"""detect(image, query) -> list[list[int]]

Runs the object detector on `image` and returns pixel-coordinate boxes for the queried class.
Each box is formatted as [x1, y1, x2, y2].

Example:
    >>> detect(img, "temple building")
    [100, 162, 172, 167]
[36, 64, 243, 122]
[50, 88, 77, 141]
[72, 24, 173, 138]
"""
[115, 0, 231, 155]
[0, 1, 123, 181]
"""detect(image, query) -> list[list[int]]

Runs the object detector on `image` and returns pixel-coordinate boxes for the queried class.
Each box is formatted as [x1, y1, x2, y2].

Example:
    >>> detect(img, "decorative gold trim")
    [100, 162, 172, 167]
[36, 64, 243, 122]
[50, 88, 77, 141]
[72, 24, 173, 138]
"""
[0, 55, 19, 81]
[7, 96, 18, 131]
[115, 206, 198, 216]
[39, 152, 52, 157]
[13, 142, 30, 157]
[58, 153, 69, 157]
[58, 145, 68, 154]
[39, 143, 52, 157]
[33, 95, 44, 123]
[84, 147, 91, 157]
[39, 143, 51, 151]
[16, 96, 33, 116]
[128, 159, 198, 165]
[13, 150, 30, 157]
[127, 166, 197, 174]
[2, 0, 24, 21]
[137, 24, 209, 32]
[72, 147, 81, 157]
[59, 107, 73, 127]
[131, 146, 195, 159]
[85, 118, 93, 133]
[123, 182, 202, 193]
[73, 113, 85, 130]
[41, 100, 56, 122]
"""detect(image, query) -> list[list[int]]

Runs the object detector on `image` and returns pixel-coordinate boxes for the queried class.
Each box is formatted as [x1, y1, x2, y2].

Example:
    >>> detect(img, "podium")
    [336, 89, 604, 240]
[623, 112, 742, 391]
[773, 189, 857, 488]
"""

☆ ☆ ☆

INSTRUCTIONS FOR THE TASK:
Give again each line shown above, keeping every word as it is.

EXERCISE RESULT:
"""detect(image, query) -> list[list[int]]

Runs the object detector on `image` and returns pixel-coordinate boxes for the queried class.
Each box is formatted as [x1, y1, x2, y2].

Example:
    >>> detect(img, "temple building")
    [100, 162, 172, 167]
[36, 64, 243, 122]
[50, 88, 77, 141]
[72, 24, 173, 138]
"""
[115, 0, 231, 155]
[0, 1, 123, 181]
"""detect(image, query) -> list[list[int]]

Runs the object detector on `image` and returns pixel-coordinate boxes for the queried class.
Each box is formatted as [x1, y1, x2, y2].

Example:
    >>> detect(img, "decorative gold trim")
    [100, 162, 172, 167]
[36, 64, 243, 122]
[50, 88, 77, 141]
[72, 24, 173, 138]
"""
[0, 55, 19, 81]
[7, 96, 18, 131]
[115, 206, 198, 216]
[39, 152, 52, 157]
[13, 142, 30, 157]
[58, 153, 69, 157]
[58, 145, 68, 154]
[39, 143, 52, 157]
[33, 95, 44, 123]
[84, 147, 91, 157]
[39, 143, 51, 151]
[16, 96, 33, 116]
[128, 159, 198, 165]
[13, 150, 30, 157]
[127, 166, 197, 174]
[2, 0, 24, 21]
[137, 24, 209, 32]
[72, 147, 81, 157]
[59, 107, 73, 127]
[131, 146, 195, 159]
[85, 118, 93, 133]
[123, 182, 202, 193]
[73, 113, 85, 130]
[41, 100, 56, 122]
"""detect(image, query) -> list[list[int]]

Runs the object detector on `image` and returns pixel-coordinate boxes for the queried class.
Each box is formatted as [x1, y1, x2, y2].

Example:
    >>> detect(img, "podium")
    [336, 89, 604, 240]
[623, 112, 742, 391]
[773, 189, 857, 488]
"""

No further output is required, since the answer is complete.